■ SOURCE DATA ■
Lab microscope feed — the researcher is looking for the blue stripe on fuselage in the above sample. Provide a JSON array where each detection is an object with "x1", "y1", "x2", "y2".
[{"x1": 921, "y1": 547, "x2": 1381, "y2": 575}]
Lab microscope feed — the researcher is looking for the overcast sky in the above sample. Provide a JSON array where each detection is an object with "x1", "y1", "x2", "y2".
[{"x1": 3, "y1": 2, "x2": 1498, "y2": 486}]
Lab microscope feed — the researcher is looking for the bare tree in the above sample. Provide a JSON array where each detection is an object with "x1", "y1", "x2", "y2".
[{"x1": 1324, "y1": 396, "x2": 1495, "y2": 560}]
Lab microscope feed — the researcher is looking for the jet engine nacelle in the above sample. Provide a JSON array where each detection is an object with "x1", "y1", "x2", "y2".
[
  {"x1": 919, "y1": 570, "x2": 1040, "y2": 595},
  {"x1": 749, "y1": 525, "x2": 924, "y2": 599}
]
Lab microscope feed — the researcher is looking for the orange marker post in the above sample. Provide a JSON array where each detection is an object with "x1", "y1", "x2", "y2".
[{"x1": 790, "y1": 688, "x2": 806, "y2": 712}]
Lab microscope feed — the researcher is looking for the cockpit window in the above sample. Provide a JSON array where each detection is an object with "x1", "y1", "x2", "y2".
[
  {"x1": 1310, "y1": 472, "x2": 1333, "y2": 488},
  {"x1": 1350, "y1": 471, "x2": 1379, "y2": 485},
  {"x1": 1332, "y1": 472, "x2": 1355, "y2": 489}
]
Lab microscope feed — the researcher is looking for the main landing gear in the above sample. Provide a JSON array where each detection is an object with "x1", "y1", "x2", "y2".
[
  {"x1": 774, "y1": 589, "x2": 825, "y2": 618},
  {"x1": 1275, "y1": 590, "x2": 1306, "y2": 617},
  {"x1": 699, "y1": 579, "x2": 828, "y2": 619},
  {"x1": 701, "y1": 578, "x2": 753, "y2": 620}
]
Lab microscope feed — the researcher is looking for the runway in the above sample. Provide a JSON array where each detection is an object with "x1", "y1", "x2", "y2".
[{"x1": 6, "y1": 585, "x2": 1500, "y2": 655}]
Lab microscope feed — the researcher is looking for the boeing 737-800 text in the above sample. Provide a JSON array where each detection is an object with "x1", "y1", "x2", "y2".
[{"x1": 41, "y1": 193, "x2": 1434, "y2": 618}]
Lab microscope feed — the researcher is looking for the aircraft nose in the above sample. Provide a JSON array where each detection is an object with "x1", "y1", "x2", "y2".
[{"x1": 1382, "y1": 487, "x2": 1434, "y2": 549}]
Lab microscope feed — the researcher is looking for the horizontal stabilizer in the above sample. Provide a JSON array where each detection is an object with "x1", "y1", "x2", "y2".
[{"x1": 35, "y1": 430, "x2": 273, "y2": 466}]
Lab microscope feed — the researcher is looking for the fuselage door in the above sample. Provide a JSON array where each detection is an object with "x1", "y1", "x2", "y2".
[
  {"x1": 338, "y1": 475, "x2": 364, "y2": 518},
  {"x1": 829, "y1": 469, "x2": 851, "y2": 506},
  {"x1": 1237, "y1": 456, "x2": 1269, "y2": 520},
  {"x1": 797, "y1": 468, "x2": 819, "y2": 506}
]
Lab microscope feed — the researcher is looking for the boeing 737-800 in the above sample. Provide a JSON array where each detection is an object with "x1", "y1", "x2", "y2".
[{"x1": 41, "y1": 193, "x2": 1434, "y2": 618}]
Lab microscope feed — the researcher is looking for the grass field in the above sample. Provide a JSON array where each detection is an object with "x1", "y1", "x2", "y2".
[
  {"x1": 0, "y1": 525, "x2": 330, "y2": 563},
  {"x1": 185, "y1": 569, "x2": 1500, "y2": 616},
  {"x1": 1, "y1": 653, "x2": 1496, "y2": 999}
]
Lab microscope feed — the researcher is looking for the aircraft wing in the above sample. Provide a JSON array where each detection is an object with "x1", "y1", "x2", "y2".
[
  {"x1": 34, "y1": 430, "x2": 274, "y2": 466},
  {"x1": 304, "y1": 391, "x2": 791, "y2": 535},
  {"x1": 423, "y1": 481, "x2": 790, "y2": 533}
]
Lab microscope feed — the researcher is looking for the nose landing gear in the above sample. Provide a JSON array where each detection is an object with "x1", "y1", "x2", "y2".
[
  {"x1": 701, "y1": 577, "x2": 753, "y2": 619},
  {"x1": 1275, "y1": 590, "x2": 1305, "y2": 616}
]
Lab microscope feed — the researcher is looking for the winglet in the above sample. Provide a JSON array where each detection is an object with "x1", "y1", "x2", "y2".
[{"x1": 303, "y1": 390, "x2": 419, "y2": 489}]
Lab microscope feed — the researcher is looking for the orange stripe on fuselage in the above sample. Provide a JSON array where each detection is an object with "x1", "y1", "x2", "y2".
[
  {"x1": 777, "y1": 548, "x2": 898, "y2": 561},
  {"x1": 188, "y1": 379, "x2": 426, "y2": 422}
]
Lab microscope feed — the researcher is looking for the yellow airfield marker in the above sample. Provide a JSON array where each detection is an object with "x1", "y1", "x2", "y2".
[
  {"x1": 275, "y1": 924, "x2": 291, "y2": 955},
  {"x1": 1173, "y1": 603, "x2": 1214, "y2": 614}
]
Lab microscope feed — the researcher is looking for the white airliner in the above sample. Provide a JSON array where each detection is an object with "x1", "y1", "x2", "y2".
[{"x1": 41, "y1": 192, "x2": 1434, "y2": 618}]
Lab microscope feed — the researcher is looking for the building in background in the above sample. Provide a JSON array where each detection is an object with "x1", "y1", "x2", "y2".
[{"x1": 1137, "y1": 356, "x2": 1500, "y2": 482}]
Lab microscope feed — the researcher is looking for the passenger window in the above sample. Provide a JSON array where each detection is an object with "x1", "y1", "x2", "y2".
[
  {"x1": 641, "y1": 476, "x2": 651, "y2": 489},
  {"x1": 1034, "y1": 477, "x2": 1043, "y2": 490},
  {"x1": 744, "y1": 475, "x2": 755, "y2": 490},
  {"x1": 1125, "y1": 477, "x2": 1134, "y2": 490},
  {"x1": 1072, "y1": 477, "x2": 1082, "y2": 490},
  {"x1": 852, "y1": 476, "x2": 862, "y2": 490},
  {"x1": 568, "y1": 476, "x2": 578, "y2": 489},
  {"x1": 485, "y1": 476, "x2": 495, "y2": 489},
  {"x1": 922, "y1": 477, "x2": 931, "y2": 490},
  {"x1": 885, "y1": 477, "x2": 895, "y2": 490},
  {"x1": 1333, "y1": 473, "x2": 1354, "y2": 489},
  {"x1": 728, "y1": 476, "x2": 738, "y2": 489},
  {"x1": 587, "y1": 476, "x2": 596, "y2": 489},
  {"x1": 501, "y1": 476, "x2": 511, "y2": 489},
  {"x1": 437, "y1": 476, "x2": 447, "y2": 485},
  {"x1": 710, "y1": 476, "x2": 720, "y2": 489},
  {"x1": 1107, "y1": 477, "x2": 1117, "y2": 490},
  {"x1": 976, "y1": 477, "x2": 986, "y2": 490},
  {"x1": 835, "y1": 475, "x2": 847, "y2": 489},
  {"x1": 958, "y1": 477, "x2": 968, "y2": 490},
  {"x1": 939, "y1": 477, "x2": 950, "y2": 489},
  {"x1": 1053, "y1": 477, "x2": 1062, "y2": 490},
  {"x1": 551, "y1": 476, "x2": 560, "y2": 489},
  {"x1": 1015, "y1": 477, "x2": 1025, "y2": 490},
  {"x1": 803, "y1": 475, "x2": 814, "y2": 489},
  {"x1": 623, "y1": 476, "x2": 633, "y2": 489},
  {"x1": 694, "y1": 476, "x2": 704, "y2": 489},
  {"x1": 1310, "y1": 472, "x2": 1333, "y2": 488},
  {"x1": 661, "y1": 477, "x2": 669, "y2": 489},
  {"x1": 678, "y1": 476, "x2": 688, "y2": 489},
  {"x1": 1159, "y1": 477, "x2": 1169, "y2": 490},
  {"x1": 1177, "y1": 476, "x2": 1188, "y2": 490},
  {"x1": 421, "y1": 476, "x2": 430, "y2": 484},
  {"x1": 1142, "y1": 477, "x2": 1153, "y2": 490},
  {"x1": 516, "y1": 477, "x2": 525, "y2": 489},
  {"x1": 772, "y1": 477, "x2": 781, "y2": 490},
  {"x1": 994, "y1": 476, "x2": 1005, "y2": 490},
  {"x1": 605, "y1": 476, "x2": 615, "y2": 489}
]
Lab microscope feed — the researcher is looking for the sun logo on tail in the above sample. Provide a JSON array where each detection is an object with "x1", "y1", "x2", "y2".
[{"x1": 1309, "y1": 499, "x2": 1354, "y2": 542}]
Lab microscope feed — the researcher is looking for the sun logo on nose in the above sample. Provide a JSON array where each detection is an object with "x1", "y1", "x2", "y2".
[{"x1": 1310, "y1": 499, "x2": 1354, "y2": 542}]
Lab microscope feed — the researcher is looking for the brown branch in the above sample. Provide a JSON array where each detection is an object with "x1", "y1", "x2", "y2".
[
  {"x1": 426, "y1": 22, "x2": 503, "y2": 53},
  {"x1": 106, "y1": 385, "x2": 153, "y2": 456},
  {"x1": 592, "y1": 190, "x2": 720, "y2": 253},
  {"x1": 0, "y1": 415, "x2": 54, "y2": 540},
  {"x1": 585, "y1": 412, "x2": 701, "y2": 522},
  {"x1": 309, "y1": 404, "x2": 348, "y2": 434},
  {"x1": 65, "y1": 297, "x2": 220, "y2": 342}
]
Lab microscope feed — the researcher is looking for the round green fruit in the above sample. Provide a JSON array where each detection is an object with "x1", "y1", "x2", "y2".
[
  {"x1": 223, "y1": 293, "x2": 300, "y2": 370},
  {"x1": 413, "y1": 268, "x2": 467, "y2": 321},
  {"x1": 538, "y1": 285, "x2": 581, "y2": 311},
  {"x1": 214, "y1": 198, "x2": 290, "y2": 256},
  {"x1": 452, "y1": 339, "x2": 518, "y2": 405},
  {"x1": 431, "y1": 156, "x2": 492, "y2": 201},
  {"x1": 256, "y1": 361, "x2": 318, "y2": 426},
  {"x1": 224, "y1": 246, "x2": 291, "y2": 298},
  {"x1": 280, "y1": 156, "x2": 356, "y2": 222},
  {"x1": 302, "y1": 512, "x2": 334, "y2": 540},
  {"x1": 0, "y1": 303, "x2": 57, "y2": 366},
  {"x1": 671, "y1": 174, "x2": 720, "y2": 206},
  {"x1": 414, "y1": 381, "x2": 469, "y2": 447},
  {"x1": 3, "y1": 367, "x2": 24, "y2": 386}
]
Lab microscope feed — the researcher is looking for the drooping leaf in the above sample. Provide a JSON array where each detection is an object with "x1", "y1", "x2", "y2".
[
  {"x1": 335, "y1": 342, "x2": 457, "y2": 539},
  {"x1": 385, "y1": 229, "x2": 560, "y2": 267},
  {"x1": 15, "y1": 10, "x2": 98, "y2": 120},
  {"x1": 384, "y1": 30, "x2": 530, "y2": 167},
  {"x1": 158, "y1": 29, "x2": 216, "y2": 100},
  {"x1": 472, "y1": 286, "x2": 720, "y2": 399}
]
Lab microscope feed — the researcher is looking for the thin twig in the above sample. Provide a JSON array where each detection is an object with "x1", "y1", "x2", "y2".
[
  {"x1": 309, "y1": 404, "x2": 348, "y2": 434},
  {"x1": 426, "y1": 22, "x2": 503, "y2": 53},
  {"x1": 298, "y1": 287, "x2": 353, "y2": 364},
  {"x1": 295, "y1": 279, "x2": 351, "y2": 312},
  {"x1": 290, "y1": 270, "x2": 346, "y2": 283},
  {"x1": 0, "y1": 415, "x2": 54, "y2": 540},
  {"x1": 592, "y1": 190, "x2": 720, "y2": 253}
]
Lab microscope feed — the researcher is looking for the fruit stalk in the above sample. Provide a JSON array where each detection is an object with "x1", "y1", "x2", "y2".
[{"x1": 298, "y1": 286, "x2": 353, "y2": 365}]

■ WHAT THE TASK ASKS ■
Take the line with "Lab microscope feed — the researcher is looking for the thin" and all lines after it through the end of the records, and write them out exactly; include nothing else.

■ FINISHED TASK ■
Lab microscope feed — the researcher is looking for the thin twig in the above sample. Provide a JSON array where each detection is an object with "x1", "y1", "x2", "y2".
[
  {"x1": 309, "y1": 404, "x2": 348, "y2": 434},
  {"x1": 426, "y1": 22, "x2": 503, "y2": 53},
  {"x1": 298, "y1": 287, "x2": 353, "y2": 364},
  {"x1": 295, "y1": 279, "x2": 351, "y2": 312},
  {"x1": 290, "y1": 270, "x2": 346, "y2": 283},
  {"x1": 0, "y1": 415, "x2": 54, "y2": 540},
  {"x1": 592, "y1": 190, "x2": 720, "y2": 253}
]
Lab microscope feed — the researcher is looking for the fruit stalk in the above sample. Provide a JSON array where each detection is an object with "x1", "y1", "x2", "y2".
[{"x1": 298, "y1": 286, "x2": 353, "y2": 365}]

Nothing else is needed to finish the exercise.